> **Exercise**:
Update the rows below by replacing every "innermost point" with "central point" and leaving everything else unchanged.

> **Exercise input**:
◇ ◇ ◇

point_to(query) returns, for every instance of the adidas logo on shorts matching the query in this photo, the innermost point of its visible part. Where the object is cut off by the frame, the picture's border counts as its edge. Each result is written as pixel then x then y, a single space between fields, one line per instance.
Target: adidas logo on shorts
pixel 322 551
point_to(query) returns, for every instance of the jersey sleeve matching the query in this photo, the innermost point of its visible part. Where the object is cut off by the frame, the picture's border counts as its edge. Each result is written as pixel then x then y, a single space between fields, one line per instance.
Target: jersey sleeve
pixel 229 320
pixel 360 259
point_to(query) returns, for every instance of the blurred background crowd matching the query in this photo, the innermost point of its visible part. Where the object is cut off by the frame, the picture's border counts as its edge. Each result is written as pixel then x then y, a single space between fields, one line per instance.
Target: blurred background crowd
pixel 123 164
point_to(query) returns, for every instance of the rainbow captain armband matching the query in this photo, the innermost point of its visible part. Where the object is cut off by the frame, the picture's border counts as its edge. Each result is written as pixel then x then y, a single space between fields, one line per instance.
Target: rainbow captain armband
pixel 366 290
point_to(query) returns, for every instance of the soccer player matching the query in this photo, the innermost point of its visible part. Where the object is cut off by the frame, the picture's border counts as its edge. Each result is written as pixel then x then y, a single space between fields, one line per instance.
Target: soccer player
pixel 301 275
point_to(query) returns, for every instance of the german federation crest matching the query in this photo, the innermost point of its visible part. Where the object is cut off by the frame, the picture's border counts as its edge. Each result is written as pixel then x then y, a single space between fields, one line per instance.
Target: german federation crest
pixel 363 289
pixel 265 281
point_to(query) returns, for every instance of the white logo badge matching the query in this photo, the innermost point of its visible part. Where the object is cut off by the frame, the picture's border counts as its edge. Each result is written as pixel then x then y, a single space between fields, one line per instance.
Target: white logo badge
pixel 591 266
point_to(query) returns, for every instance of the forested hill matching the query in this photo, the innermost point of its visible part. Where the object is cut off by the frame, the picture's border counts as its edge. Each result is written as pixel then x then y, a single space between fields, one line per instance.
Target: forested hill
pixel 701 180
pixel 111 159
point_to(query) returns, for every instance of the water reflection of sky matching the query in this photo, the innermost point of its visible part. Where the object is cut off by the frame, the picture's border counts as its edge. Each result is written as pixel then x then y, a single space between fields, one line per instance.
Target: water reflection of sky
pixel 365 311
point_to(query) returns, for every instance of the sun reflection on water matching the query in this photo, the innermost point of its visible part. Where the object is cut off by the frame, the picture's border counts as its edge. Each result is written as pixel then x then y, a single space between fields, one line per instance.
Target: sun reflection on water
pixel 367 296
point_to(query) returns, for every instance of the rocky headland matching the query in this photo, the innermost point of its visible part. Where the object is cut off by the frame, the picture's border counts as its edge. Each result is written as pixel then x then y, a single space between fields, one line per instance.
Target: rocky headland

◇ ◇ ◇

> **Solution below**:
point_to(query) returns, for every instance of the adidas logo on shorts matching the query in this photo, the central point of its visible part. Where the object is cut off by the frame, the picture's border counts as its edge. Each result is written as pixel then x then y, a single space between fields, one line per instance.
Target: adidas logo on shorts
pixel 322 551
point_to(query) returns, for every instance of the jersey sleeve matching the query in this photo, the central point of its visible part. Where the object is cut off by the frame, the picture's border counts as its edge. Each result is written as pixel then x then y, a single space between fields, one line per instance.
Target: jersey sleeve
pixel 229 320
pixel 360 259
point_to(query) returns, for every instance of the blurred background crowd matching the query in this photo, the central point of its visible part. Where the object is cut off by the frame, the picture's border counts as its edge. Each result is written as pixel then x then y, a single space between fields, one line per instance.
Target: blurred background crowd
pixel 123 164
point_to(query) returns, for every instance of the rainbow captain armband matching the query in this photo, the central point of its visible part. Where the object is cut off by the frame, the picture's border counts as its edge. Each result is written as pixel then x then y, a single space between fields, one line per instance.
Target: rainbow captain armband
pixel 366 290
point_to(query) returns, for every instance of the soccer player matching the query in this photo, the central point of its visible part. Where the object is cut off by the frame, the picture's border counts as its edge. Each result is written as pixel then x then y, a single space between fields, one line per instance.
Target: soccer player
pixel 301 275
point_to(query) returns, for every instance of the german federation crest matching the query in this photo, the central point of its visible part. Where the object is cut off by the frame, the picture's border counts as its edge. Each result is written as pixel then x then y, a single space between fields, one line per instance.
Target: german federation crest
pixel 363 289
pixel 265 281
point_to(query) returns, for every instance of the white logo badge matching the query in this photo, the central point of its visible part. Where the object is cut off by the frame, the picture's border counts as its edge. Each result is written as pixel then x then y, a single space between fields, one line per instance.
Target: white logo badge
pixel 591 266
point_to(query) returns, for every instance of the forested hill matching the query in this photo, the central point of its visible part. Where the object is cut off by the frame, the picture's border counts as its edge. Each result is written as pixel then x then y, a single space between fields, one line per instance.
Target: forested hill
pixel 701 180
pixel 111 159
point_to(query) returns, for every instance of the water reflection of sky matching the query in this photo, the central point of its visible part. Where the object is cut off by the frame, the picture's border counts as its edge. Each result is written as pixel then x then y, a single space between fields, one line per instance.
Target: water reflection of sky
pixel 365 311
point_to(query) returns, for every instance of the sun reflection on water matching the query in this photo, the central point of its visible part. Where the object is cut off by the frame, the picture's border counts as its edge. Each result is written as pixel then x then y, a single space between fields, one line per instance.
Target: sun reflection on water
pixel 367 296
point_to(query) returns, for every instance of the rocky headland matching the query in this photo, the central point of its visible part. Where the object is cut off by the frame, the picture's border counts as its edge. Each result is written as pixel then x then y, a single space between fields, one line per instance.
Target: rocky headland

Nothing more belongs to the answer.